====== Dataset excerpts ======

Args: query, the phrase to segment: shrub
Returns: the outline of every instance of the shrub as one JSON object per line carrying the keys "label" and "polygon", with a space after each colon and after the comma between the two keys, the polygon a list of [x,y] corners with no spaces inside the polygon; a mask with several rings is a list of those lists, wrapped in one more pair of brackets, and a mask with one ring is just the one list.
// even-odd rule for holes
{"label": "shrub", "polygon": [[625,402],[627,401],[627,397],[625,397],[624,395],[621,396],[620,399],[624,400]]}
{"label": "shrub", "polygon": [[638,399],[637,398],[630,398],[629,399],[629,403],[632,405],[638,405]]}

======

Exercise prompt
Reproduce the listing from the "Returns: the outline" line onward, verbatim.

The answer
Returns: the outline of every instance of the shrub as one JSON object per line carrying the keys "label" and "polygon", with a space after each colon and after the comma between the two keys, the polygon a list of [x,y] corners with no spaces inside the polygon; a mask with several rings is a list of those lists, wrapped in one more pair of brackets, and a mask with one ring is just the one list.
// even-odd rule for holes
{"label": "shrub", "polygon": [[625,402],[627,401],[627,397],[625,397],[624,395],[621,396],[620,399],[624,400]]}
{"label": "shrub", "polygon": [[638,399],[637,398],[630,398],[629,399],[629,403],[632,405],[638,405]]}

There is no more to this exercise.